Excerpted text >>

+---+

Multilinear Mixture of Experts:
Scalable Expert Specialization through Factorization

James Oldfield¹, Markos Georgopoulos, Grigorios G. Chrysos², Christos Tzelepis³, Yannis Panagakis^4,5, Mihalis A Nicolaou⁶, Jiankang Deng⁷, Ioannis Patras¹
¹Queen Mary University of London ²University of Wisconsin-Madison ³City University of London
⁴National and Kapodistrian University of Athens ⁵Archimedes/Athena RC ⁶The Cyprus Institute ⁷Imperial College London

ArXiv 2024

Paper Code

Abstract

The Mixture of Experts (MoE) paradigm provides a powerful way to decompose inscrutable dense layers into smaller, modular computations often more amenable to human interpretation, debugging, and editability. A major problem however lies in the computational cost of scaling the number of experts to achieve sufficiently fine-grained specialization. In this paper, we propose the Multilinear Mixutre of Experts (MMoE) layer to address this, focusing on vision models. MMoE layers perform an implicit computation on prohibitively large weight tensors entirely in factorized form. Consequently, MMoEs both (1) avoid the issues incurred through the discrete expert routing in the popular 'sparse' MoE models, yet (2) do not incur the restrictively high inference-time costs of 'soft' MoE alternatives. We present both qualitative and quantitative evidence (through visualization and counterfactual interventions respectively) that scaling MMoE layers when fine-tuning foundation models for vision tasks leads to more specialized experts at the class-level whilst remaining competitive with the performance of parameter-matched linear layer counterparts. Finally, we show that learned expert specialism further facilitates manual correction of demographic bias in CelebA attribute classification.

Method Overview

MMoE layers fuse large numbers of (potentially hierarchical) experts' operations on an input vector in an efficient manner. By design, MMoE layers scale gracefully to tens of thousands of experts by performing implicit computation in factorized form:

Illustration of a two-hierarchy MMoE layer's (unfactorized) forward pass as a series of tensor contractions, with 3 experts at both levels of hierarchy. The experts' weight matrices are visualized as 2D horizontal slices in yellow, which are (1) matrix-multiplied with the input vector $\mathbf{z}$, (2) summed over the first expert mode (weighted by the first expert coefficients $\mathbf{a}_1$ in red), and (3) summed over the second expert mode (weighted by the second expert mode's coefficients $\mathbf{a}_2$ in dark green).

+---+

Set of tasks >>
**A)** List every institution named among the author affiliations on the MMoE project page.
**B)** Using the MMoE project page, answer each question:
(i) In which dataset's attribute classification is demographic bias manually corrected?
(ii) How many experts does the illustrated two-hierarchy layer have at each level?
(iii) In what color are the experts' weight matrices shown?
**C)** From the MMoE project page, reproduce everything from "MMoE layers fuse" down to "in dark green).".
The entries that come next play no part in this work.

Raw records >>
+---+

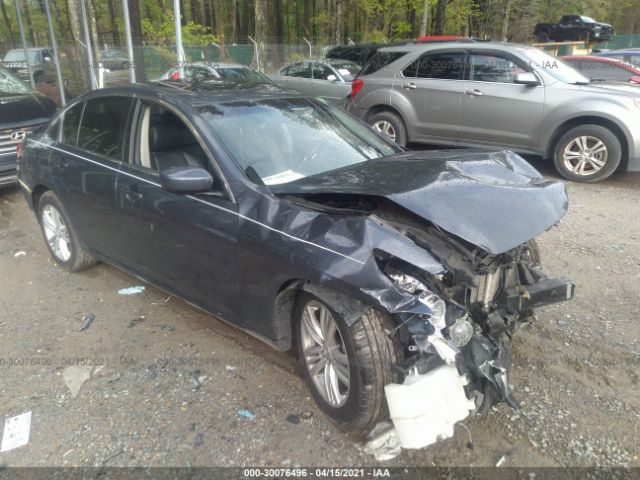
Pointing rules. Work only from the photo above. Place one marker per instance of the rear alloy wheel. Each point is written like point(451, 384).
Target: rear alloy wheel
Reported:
point(346, 367)
point(588, 153)
point(61, 238)
point(390, 125)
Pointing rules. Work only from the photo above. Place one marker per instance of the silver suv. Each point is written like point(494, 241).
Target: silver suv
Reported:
point(501, 95)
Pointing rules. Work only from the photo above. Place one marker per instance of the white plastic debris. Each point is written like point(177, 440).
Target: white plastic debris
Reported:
point(425, 408)
point(16, 432)
point(382, 442)
point(131, 290)
point(74, 376)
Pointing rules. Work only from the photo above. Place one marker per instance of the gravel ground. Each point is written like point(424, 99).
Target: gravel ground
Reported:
point(167, 381)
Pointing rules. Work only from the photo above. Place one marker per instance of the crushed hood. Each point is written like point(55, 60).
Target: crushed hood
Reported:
point(494, 200)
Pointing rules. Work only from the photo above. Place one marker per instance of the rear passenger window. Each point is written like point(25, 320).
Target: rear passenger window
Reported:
point(166, 141)
point(444, 66)
point(102, 127)
point(70, 124)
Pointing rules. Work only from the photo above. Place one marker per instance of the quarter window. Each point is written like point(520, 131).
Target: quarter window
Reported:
point(102, 127)
point(493, 68)
point(321, 72)
point(443, 66)
point(381, 60)
point(298, 70)
point(70, 124)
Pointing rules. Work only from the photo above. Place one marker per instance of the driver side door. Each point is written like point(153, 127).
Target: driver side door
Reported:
point(185, 243)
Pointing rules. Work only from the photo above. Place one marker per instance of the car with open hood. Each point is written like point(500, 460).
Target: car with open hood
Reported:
point(327, 78)
point(290, 219)
point(22, 112)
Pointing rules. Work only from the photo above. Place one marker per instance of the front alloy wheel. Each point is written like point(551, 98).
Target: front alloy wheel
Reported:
point(346, 366)
point(587, 153)
point(325, 354)
point(384, 127)
point(56, 233)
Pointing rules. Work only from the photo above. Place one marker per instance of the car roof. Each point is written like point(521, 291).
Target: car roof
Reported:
point(30, 49)
point(218, 65)
point(592, 58)
point(202, 92)
point(620, 52)
point(461, 44)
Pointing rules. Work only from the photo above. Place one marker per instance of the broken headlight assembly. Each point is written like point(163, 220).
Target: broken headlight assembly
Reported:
point(459, 332)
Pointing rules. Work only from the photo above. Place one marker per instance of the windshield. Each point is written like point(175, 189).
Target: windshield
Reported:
point(285, 139)
point(242, 73)
point(559, 69)
point(348, 70)
point(18, 56)
point(11, 84)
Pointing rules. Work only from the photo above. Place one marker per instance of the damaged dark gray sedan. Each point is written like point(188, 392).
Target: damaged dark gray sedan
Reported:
point(399, 277)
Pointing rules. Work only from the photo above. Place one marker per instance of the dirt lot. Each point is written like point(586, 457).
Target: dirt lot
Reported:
point(576, 369)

+---+

Responses by task >>
**A)**
Queen Mary University of London
University of Wisconsin-Madison
City University of London
National and Kapodistrian University of Athens
Archimedes/Athena RC
The Cyprus Institute
Imperial College London

**B)**
(i) CelebA
(ii) 3
(iii) Yellow

**C)**
MMoE layers fuse large numbers of (potentially hierarchical) experts' operations on an input vector in an efficient manner. By design, MMoE layers scale gracefully to tens of thousands of experts by performing implicit computation in factorized form:

Illustration of a two-hierarchy MMoE layer's (unfactorized) forward pass as a series of tensor contractions, with 3 experts at both levels of hierarchy. The experts' weight matrices are visualized as 2D horizontal slices in yellow, which are (1) matrix-multiplied with the input vector $\mathbf{z}$, (2) summed over the first expert mode (weighted by the first expert coefficients $\mathbf{a}_1$ in red), and (3) summed over the second expert mode (weighted by the second expert mode's coefficients $\mathbf{a}_2$ in dark green).